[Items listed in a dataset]
++++++++++

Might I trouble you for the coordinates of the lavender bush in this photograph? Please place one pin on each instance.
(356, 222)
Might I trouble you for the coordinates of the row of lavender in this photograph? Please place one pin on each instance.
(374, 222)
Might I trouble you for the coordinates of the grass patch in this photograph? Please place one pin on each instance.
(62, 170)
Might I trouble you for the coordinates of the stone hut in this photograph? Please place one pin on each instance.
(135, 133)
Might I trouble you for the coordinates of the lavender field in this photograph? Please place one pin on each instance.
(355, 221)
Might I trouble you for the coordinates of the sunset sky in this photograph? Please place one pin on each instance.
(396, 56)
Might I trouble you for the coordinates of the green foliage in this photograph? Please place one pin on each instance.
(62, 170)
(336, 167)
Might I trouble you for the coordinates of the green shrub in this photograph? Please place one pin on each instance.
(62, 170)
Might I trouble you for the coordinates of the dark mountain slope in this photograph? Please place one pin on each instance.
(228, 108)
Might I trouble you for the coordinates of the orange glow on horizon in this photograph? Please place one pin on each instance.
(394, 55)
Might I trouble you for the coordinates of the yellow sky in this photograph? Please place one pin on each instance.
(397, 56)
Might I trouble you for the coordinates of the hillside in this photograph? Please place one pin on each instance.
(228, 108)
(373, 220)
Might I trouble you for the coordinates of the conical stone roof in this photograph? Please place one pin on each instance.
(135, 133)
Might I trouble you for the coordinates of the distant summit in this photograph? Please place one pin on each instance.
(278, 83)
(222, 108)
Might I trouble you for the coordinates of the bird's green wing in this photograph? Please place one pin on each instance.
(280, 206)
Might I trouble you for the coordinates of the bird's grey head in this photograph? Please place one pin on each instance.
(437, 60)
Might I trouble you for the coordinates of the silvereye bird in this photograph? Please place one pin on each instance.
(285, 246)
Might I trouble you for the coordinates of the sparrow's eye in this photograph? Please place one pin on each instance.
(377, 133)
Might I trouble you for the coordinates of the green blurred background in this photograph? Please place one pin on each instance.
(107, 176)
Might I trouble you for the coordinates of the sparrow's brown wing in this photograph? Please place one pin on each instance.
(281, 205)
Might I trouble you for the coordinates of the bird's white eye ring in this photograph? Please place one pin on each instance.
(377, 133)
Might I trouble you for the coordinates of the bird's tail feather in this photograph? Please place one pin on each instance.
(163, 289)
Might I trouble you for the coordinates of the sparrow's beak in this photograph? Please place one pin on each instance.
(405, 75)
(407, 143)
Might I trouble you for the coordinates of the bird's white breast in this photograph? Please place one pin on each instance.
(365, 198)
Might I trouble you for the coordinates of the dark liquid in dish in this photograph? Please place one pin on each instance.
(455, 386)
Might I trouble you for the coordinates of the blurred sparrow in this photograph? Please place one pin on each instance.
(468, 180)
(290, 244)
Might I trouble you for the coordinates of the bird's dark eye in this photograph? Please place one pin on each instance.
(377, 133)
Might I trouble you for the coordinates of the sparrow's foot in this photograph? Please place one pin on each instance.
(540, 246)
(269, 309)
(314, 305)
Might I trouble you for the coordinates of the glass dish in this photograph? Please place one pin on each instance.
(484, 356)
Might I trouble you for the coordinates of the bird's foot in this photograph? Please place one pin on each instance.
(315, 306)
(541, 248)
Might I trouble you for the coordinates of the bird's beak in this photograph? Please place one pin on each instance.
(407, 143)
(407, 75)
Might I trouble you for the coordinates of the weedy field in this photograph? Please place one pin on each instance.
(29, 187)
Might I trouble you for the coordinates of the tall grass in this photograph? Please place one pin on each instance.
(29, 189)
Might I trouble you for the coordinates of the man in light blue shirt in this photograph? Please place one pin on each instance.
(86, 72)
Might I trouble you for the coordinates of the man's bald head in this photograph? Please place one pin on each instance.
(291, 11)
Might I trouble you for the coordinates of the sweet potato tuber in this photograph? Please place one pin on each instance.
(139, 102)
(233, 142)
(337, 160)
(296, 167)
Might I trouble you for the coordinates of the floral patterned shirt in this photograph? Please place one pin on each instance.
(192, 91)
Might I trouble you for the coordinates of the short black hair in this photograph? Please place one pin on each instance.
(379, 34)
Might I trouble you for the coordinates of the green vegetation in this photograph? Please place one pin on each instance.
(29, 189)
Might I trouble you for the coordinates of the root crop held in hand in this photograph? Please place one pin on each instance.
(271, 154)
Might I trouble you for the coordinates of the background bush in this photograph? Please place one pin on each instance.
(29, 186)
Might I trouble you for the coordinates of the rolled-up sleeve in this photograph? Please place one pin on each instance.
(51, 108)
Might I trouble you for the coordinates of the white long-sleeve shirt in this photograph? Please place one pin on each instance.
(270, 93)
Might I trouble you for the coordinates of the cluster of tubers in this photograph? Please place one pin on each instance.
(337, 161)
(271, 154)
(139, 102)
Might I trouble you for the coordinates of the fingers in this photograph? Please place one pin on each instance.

++++++++++

▶ **Prompt**:
Print all of the entries exactly as they appear.

▶ **Solution below**:
Might I trouble you for the coordinates of the lavender bush in this photograph? Please place one pin on each instance.
(356, 222)
Might I trouble you for the coordinates of the row of lavender in this photograph? Please place one pin on each instance.
(374, 222)
Might I trouble you for the coordinates of the grass patch in this photograph? Please place one pin on each instance.
(62, 170)
Might I trouble you for the coordinates of the stone hut in this photograph? Please place one pin on each instance.
(135, 133)
Might I trouble you for the coordinates of the lavender field in this photograph? Please place one pin on each instance.
(355, 221)
Might I trouble you for the coordinates of the sunset sky in this photograph? Please place one pin on each instance.
(396, 56)
Might I trouble you for the coordinates of the green foliage in this photograph? Please place one pin on each instance.
(62, 170)
(336, 167)
Might I trouble you for the coordinates of the green shrub in this photograph? Please place one pin on each instance.
(62, 170)
Might I trouble you for the coordinates of the dark mountain slope in this photograph? Please place one pin on each instance.
(228, 108)
Might I trouble you for the coordinates of the orange glow on horizon in this photograph? Please place one pin on each instance.
(394, 55)
Might I trouble you for the coordinates of the yellow sky in this photograph? Please place one pin on each instance.
(397, 56)
Might I trouble you for the coordinates of the hillside in this photograph? Please place one pin on each instance.
(228, 108)
(373, 220)
Might I trouble you for the coordinates of the conical stone roof in this photograph? Please place one pin on each instance.
(135, 133)
Might I trouble you for the coordinates of the distant summit in this photograph? Please place one pin on each instance.
(278, 83)
(222, 108)
Might I trouble you for the coordinates of the bird's green wing in this photograph? Please place one pin on each instance.
(280, 206)
Might I trouble you for the coordinates of the bird's grey head in this photograph? Please place one pin on each instance.
(437, 60)
Might I trouble you for the coordinates of the silvereye bird in this photograph? Please place one pin on each instance.
(285, 246)
Might I trouble you for the coordinates of the sparrow's eye in this photograph? Please place one pin on each instance.
(377, 133)
Might I trouble you for the coordinates of the green blurred background in this photograph? Please place one pin on each instance.
(107, 176)
Might I trouble you for the coordinates of the sparrow's brown wing in this photograph? Please place one pin on each instance.
(281, 205)
Might I trouble you for the coordinates of the bird's white eye ring in this photograph? Please place one pin on each instance.
(377, 133)
Might I trouble you for the coordinates of the bird's tail feather in this photograph? Please place one pin on each instance.
(163, 289)
Might I trouble you for the coordinates of the sparrow's beak in this photograph? Please place one pin on each instance.
(405, 75)
(407, 143)
Might I trouble you for the coordinates of the bird's white breast in this photograph? Please place one pin on each instance.
(365, 198)
Might I trouble you for the coordinates of the dark liquid in dish in this photograph? Please place one pin on each instance.
(455, 386)
Might I trouble you for the coordinates of the blurred sparrow in this photograph? Please place one pin on each instance.
(468, 180)
(290, 244)
Might I trouble you for the coordinates of the bird's dark eye in this photograph? Please place one pin on each instance.
(377, 133)
Might I trouble you for the coordinates of the sparrow's foot in this photograph? Please place one pin on each instance.
(540, 246)
(269, 309)
(314, 305)
Might I trouble you for the coordinates of the glass dish in this photograph? Please place one pin on each instance.
(484, 356)
Might I trouble you for the coordinates of the bird's foot in this photograph? Please place one pin on each instance.
(315, 306)
(541, 248)
Might I trouble you for the coordinates of the bird's beak in this photograph? Please place one pin on each instance.
(407, 143)
(407, 75)
Might I trouble you for the coordinates of the weedy field in this photograph? Please place one pin on each instance.
(29, 187)
Might I trouble you for the coordinates of the tall grass in this photograph? Please place one pin on each instance.
(29, 189)
Might I trouble you for the coordinates of the man in light blue shirt in this photograph? Please place one pin on each instance.
(86, 72)
Might I trouble you for the coordinates of the man's bald head in this photograph? Please place one pin on each instance.
(291, 11)
Might I trouble you for the coordinates of the sweet potato tuber in this photograph? Please place one pin on each instance.
(139, 102)
(233, 142)
(337, 160)
(296, 167)
Might I trouble you for the coordinates of the floral patterned shirt in this photograph? Please place one pin on each instance.
(192, 91)
Might I trouble you for the coordinates of the short black hair in this photograph? Please place one pin on each instance.
(379, 34)
Might I trouble you for the coordinates of the green vegetation in this photograph? Please place one pin on each instance.
(29, 189)
Might I trouble you for the coordinates of the root crop held in hand in this photograph? Please place one pin on each instance.
(271, 154)
Might I trouble you for the coordinates of the background bush in this photograph? Please place one pin on each instance.
(29, 186)
Might I trouble you for the coordinates of the rolled-up sleeve in this photograph? Please place one pin on each instance.
(51, 108)
Might I trouble you for the coordinates of the white long-sleeve shirt in this photograph? Please place one pin on each instance.
(270, 93)
Might I trouble you for the coordinates of the cluster of tubers in this photograph? Please place one pin on each instance.
(337, 161)
(271, 154)
(139, 102)
Might I trouble you for the coordinates of the fingers in this photograph? Please place one pin on each instance.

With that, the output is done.